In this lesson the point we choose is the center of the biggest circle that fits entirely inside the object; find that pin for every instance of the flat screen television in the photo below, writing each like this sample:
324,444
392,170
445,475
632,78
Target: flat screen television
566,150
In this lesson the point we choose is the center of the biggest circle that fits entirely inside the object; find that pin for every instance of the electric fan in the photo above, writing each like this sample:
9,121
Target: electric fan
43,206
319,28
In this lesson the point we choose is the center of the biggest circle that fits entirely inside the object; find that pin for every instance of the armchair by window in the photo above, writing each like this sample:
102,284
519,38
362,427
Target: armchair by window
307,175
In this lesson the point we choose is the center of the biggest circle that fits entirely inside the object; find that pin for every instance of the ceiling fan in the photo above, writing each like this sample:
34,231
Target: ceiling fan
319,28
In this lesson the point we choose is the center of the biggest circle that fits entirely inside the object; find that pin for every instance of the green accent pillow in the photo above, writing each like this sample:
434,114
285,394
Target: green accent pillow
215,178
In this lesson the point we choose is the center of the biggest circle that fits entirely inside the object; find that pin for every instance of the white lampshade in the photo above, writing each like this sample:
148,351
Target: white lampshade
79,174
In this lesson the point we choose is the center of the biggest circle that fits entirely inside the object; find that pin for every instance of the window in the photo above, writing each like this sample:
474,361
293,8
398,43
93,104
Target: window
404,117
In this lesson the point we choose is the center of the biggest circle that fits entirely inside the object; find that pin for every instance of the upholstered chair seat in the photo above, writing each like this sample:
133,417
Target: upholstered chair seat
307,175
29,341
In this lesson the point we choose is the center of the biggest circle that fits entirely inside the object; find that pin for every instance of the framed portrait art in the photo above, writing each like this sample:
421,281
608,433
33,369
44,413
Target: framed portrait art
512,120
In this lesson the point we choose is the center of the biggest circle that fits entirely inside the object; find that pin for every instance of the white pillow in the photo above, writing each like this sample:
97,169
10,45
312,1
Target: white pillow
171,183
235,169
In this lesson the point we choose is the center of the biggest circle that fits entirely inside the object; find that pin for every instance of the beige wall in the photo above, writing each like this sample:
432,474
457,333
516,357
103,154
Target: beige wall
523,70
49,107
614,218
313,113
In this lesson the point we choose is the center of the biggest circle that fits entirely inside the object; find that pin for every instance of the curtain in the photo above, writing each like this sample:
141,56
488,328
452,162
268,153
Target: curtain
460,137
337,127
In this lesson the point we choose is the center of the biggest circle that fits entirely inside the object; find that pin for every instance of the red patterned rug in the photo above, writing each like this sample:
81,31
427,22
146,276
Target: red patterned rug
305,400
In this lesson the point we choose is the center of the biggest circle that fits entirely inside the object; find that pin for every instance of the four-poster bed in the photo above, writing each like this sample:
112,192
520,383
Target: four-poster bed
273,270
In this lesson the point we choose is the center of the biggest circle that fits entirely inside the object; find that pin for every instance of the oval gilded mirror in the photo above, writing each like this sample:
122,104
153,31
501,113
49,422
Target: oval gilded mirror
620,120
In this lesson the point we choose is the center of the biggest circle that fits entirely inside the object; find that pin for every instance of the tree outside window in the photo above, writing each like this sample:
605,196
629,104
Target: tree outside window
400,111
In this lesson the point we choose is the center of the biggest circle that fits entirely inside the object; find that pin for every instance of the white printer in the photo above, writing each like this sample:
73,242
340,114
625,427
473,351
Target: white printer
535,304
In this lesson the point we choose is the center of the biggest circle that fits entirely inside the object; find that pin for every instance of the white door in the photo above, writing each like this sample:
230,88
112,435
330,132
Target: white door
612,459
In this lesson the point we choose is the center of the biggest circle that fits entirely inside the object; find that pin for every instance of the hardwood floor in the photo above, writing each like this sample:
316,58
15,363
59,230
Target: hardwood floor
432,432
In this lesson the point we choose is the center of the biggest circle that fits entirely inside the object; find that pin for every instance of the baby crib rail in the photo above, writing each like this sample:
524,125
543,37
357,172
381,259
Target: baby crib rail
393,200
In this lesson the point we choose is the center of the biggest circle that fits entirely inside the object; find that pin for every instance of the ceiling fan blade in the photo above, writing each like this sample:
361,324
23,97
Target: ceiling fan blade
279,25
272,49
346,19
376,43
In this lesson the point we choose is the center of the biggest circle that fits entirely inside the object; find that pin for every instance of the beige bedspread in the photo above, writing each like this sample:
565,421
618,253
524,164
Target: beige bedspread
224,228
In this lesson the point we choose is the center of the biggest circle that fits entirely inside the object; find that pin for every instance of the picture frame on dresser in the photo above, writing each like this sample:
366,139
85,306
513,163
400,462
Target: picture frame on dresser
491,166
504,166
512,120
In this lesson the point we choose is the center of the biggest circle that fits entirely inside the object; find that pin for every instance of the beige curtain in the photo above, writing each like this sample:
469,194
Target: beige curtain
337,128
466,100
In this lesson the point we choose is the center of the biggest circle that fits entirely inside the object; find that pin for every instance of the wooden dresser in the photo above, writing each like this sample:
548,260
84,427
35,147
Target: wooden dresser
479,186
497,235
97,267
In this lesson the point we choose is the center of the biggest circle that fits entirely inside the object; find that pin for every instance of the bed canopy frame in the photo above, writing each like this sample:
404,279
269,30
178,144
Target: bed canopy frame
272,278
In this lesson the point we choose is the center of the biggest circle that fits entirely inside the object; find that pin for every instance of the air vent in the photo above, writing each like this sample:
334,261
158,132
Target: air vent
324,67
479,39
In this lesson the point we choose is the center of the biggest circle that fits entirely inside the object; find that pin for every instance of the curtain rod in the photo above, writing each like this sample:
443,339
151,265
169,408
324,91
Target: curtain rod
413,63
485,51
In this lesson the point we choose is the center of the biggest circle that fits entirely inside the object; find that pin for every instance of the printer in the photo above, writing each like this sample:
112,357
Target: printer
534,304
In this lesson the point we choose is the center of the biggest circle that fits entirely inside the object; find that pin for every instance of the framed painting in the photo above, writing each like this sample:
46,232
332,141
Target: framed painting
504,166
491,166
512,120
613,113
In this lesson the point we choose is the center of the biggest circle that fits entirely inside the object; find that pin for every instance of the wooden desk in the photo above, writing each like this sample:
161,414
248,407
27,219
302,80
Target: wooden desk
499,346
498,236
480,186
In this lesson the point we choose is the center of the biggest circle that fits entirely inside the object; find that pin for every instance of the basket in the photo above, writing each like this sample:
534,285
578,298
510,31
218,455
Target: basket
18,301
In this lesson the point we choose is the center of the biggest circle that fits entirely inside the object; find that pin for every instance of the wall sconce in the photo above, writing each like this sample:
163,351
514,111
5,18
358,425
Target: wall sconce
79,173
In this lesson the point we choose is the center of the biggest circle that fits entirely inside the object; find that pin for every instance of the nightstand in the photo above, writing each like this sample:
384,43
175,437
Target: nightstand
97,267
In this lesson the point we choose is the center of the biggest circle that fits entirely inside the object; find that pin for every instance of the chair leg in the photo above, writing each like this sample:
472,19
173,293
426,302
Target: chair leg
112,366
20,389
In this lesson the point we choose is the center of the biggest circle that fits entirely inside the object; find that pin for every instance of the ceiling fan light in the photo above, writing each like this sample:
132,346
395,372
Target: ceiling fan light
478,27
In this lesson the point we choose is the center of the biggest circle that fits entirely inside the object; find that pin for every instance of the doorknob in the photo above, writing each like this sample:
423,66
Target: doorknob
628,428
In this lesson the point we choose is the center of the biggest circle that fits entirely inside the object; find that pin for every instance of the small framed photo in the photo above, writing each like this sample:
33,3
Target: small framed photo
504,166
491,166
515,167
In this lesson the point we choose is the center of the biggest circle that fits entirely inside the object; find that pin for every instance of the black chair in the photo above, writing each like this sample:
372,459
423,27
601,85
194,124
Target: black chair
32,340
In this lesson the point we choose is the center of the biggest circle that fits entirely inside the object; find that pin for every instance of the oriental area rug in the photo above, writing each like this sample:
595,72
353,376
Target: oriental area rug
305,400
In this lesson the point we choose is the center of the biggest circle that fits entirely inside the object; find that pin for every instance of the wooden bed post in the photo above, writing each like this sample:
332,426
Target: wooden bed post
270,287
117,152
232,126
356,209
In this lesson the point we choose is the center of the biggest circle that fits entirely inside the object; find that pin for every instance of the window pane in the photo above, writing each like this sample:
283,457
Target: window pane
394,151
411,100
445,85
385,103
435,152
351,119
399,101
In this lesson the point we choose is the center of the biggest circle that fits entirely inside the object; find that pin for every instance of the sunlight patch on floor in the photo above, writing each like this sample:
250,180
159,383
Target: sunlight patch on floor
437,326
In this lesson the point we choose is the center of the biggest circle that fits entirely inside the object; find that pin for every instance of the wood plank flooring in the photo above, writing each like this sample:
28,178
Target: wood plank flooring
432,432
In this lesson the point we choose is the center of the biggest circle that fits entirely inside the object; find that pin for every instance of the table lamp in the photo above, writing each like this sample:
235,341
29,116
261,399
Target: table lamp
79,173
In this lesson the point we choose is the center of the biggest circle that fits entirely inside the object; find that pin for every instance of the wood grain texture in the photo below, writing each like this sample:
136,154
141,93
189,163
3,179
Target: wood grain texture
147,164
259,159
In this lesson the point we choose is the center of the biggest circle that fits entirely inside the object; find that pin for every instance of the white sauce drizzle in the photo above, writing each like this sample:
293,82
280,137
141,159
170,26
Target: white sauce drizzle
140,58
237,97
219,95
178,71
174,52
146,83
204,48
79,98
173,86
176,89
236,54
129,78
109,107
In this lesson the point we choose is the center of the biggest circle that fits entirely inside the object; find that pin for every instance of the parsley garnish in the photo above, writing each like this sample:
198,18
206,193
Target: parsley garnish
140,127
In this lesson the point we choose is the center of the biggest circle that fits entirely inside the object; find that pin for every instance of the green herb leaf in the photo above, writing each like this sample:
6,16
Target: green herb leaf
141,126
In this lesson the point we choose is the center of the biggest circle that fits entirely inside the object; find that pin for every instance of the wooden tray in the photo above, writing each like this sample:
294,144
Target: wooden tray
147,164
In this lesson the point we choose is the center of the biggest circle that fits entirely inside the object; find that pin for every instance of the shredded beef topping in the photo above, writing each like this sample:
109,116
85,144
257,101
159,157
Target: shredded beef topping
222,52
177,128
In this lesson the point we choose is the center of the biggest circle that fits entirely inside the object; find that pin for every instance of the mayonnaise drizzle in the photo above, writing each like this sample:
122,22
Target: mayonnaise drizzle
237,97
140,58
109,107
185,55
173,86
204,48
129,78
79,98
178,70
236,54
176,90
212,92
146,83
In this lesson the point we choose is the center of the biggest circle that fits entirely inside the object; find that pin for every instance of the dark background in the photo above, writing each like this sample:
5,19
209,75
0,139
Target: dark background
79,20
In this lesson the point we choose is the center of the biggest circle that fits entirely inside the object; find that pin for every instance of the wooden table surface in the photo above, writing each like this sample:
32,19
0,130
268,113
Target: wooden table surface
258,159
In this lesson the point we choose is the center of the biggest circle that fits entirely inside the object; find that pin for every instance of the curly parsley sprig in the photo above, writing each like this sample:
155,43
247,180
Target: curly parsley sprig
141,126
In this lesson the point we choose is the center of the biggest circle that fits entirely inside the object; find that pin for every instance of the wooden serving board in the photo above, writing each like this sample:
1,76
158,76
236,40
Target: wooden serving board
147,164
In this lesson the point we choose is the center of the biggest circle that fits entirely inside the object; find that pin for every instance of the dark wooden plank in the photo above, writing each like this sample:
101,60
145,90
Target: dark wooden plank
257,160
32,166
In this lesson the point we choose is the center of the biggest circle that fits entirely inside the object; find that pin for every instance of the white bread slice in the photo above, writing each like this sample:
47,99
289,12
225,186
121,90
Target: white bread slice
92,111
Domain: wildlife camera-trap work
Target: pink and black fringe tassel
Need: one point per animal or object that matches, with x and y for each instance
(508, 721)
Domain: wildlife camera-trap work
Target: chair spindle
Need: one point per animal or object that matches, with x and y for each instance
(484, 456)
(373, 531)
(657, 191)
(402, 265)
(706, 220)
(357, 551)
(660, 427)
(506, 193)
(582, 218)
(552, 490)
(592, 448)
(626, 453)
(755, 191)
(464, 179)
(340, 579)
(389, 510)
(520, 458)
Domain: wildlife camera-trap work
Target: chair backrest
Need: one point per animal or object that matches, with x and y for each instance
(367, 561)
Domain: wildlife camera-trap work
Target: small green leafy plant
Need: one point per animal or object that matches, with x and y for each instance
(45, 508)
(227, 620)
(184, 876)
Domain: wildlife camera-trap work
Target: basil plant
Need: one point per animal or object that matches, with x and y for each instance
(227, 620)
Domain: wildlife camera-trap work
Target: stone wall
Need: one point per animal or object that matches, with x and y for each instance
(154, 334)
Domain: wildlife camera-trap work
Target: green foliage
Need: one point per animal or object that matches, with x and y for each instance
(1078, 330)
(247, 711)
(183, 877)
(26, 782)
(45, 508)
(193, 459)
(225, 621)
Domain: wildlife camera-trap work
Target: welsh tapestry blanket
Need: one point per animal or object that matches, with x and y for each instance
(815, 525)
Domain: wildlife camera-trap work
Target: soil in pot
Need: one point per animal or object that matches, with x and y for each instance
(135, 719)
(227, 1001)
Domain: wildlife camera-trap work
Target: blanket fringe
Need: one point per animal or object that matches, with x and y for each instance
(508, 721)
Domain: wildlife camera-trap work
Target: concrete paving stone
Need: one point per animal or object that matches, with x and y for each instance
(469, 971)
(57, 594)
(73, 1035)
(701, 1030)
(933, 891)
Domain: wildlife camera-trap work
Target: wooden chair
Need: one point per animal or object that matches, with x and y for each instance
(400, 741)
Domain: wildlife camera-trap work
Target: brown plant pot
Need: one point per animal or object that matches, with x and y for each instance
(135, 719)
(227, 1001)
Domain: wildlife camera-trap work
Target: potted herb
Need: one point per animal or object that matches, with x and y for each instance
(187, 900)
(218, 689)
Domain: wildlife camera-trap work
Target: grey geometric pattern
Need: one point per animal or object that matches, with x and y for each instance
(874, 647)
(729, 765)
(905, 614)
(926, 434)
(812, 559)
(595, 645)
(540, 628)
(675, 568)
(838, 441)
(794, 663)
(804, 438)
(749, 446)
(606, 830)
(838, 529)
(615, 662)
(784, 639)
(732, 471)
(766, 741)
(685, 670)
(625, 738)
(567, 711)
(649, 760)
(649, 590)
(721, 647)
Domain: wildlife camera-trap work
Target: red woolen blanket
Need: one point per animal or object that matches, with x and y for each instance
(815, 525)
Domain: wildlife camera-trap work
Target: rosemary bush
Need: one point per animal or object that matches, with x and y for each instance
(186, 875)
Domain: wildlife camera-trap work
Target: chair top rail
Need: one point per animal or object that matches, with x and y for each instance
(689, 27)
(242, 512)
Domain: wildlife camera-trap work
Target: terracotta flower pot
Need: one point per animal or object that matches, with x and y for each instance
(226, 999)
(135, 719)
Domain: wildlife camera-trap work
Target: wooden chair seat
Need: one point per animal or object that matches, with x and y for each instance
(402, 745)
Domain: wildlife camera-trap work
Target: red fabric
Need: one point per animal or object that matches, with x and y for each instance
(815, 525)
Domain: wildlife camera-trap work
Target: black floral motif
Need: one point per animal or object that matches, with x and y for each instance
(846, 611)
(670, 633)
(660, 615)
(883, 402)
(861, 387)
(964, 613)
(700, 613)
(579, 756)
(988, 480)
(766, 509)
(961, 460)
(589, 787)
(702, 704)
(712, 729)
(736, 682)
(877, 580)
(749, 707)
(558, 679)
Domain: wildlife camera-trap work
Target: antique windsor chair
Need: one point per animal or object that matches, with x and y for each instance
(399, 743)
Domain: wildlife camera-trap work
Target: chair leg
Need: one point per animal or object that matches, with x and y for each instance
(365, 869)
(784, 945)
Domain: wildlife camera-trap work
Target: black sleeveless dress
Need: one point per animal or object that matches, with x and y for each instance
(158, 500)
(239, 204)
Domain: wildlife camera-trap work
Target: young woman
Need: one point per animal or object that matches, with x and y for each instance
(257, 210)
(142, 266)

* * * * * * * * *

Collect the lines of the records that include the string "blanket".

• _Reply to the task_:
Target: welsh tapestry blanket
Target: blanket fringe
Target: red woolen blanket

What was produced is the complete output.